Image-backed grounding data:
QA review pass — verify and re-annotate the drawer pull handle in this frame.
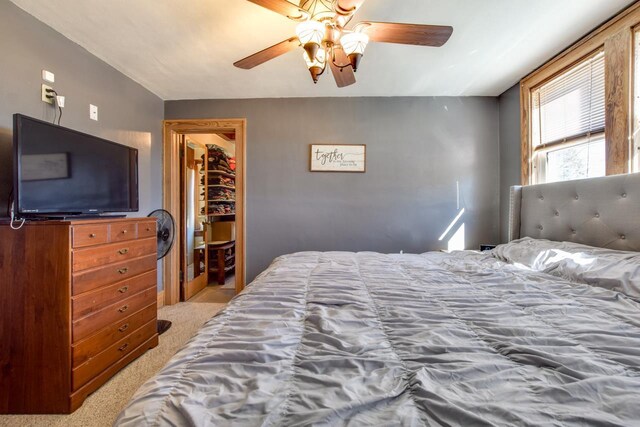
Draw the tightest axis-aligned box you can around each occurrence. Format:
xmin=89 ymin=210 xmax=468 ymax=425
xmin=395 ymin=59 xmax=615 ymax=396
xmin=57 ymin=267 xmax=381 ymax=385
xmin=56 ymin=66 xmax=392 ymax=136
xmin=118 ymin=286 xmax=129 ymax=294
xmin=89 ymin=233 xmax=97 ymax=238
xmin=118 ymin=343 xmax=129 ymax=352
xmin=118 ymin=305 xmax=129 ymax=313
xmin=121 ymin=230 xmax=128 ymax=234
xmin=146 ymin=227 xmax=151 ymax=232
xmin=118 ymin=268 xmax=129 ymax=275
xmin=118 ymin=323 xmax=129 ymax=332
xmin=119 ymin=248 xmax=129 ymax=255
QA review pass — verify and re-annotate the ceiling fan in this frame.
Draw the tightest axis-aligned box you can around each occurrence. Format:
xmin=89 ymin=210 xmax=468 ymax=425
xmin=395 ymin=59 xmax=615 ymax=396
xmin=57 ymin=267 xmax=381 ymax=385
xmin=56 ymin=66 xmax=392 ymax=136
xmin=234 ymin=0 xmax=453 ymax=87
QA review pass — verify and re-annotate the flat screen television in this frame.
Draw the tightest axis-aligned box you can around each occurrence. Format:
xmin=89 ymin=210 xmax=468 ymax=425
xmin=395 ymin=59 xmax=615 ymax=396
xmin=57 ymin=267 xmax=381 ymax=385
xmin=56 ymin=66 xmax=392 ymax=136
xmin=13 ymin=114 xmax=139 ymax=216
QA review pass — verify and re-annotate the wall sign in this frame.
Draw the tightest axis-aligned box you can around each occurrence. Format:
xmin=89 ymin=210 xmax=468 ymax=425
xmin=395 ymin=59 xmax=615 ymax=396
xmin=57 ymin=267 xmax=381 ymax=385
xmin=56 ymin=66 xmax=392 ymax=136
xmin=310 ymin=144 xmax=366 ymax=173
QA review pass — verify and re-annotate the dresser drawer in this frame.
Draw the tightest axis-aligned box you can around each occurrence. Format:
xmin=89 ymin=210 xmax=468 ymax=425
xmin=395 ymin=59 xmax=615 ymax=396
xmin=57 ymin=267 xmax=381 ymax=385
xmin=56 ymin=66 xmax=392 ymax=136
xmin=72 ymin=270 xmax=156 ymax=319
xmin=110 ymin=222 xmax=137 ymax=243
xmin=72 ymin=224 xmax=109 ymax=248
xmin=138 ymin=221 xmax=157 ymax=239
xmin=72 ymin=287 xmax=156 ymax=342
xmin=73 ymin=238 xmax=156 ymax=272
xmin=72 ymin=320 xmax=157 ymax=390
xmin=72 ymin=303 xmax=156 ymax=367
xmin=72 ymin=254 xmax=157 ymax=295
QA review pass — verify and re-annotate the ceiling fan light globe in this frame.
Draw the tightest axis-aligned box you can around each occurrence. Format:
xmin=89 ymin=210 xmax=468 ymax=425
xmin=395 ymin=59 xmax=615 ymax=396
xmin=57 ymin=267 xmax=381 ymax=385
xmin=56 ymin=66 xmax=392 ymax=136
xmin=296 ymin=20 xmax=325 ymax=46
xmin=340 ymin=32 xmax=369 ymax=56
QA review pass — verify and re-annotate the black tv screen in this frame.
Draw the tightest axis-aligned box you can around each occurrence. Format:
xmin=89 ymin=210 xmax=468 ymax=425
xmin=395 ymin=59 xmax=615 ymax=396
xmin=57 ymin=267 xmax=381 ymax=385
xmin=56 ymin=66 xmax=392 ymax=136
xmin=13 ymin=114 xmax=139 ymax=216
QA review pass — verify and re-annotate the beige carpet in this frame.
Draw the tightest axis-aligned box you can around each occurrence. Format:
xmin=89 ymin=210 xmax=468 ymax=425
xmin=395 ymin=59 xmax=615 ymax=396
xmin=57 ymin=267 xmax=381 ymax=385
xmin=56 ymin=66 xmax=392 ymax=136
xmin=0 ymin=300 xmax=226 ymax=427
xmin=190 ymin=283 xmax=236 ymax=304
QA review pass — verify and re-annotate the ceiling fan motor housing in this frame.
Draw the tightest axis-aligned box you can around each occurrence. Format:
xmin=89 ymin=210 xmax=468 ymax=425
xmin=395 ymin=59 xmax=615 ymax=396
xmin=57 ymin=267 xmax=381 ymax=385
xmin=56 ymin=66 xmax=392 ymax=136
xmin=324 ymin=26 xmax=341 ymax=46
xmin=299 ymin=0 xmax=336 ymax=21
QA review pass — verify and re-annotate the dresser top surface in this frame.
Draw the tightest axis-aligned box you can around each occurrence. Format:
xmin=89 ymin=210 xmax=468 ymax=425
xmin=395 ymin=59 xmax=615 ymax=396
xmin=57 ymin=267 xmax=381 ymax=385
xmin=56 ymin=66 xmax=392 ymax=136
xmin=0 ymin=217 xmax=156 ymax=226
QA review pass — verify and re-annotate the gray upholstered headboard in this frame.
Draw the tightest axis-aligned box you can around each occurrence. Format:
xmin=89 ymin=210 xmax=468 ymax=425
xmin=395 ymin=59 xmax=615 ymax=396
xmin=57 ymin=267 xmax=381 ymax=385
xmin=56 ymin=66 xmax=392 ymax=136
xmin=509 ymin=173 xmax=640 ymax=251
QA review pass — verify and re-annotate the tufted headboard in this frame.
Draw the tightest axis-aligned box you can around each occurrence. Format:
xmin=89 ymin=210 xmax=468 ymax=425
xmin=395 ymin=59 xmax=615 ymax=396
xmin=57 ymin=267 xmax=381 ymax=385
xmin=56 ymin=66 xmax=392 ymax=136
xmin=509 ymin=173 xmax=640 ymax=251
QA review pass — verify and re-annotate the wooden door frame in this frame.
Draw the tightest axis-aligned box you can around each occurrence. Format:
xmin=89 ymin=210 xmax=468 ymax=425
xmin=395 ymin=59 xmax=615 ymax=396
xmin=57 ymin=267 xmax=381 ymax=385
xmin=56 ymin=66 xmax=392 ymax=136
xmin=182 ymin=139 xmax=209 ymax=301
xmin=162 ymin=118 xmax=246 ymax=305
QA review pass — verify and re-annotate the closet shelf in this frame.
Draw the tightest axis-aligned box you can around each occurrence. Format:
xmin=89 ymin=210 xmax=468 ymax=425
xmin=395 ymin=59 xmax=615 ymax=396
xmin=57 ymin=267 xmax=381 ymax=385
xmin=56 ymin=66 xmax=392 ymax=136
xmin=209 ymin=265 xmax=235 ymax=274
xmin=207 ymin=185 xmax=235 ymax=190
xmin=208 ymin=171 xmax=236 ymax=179
xmin=201 ymin=145 xmax=237 ymax=286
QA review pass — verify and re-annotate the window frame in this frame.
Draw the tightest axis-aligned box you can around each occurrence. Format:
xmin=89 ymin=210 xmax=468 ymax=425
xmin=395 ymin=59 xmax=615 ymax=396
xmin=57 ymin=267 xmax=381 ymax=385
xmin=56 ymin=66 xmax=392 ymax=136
xmin=534 ymin=131 xmax=606 ymax=183
xmin=520 ymin=2 xmax=640 ymax=185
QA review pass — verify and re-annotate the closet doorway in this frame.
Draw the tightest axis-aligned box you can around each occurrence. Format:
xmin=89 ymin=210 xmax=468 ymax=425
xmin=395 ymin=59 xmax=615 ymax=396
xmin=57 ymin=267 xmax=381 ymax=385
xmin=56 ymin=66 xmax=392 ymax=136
xmin=162 ymin=119 xmax=246 ymax=306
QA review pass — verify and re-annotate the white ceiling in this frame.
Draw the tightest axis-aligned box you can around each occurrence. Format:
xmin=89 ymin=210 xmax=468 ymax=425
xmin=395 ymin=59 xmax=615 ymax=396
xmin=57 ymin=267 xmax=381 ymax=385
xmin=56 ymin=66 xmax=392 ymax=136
xmin=11 ymin=0 xmax=635 ymax=100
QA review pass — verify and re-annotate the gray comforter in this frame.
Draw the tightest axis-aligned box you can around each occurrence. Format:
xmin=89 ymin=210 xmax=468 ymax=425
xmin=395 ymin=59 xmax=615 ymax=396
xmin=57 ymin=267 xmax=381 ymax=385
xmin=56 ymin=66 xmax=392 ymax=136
xmin=116 ymin=250 xmax=640 ymax=426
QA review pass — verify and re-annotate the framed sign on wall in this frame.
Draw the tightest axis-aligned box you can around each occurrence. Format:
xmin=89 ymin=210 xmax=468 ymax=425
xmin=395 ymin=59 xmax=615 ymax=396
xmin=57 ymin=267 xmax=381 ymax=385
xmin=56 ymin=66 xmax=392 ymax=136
xmin=310 ymin=144 xmax=366 ymax=173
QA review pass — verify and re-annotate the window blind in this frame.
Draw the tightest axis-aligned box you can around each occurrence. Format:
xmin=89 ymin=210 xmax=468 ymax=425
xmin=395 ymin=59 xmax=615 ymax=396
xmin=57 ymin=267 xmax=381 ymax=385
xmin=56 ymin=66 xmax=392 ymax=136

> _What to produce_: From the data above, output exactly the lines between the one containing "QA review pass — verify and re-annotate the black" and the one containing "QA review pass — verify and re-annotate the beige", counting both of them.

> _Answer area_:
QA review pass — verify and re-annotate the black tv screen in this frame.
Draw the tightest axis-aligned box you can around each occurrence. Format:
xmin=89 ymin=210 xmax=468 ymax=425
xmin=395 ymin=59 xmax=615 ymax=396
xmin=57 ymin=267 xmax=381 ymax=385
xmin=56 ymin=66 xmax=392 ymax=136
xmin=13 ymin=114 xmax=139 ymax=216
QA review pass — verify and re-annotate the beige carpet in this frame.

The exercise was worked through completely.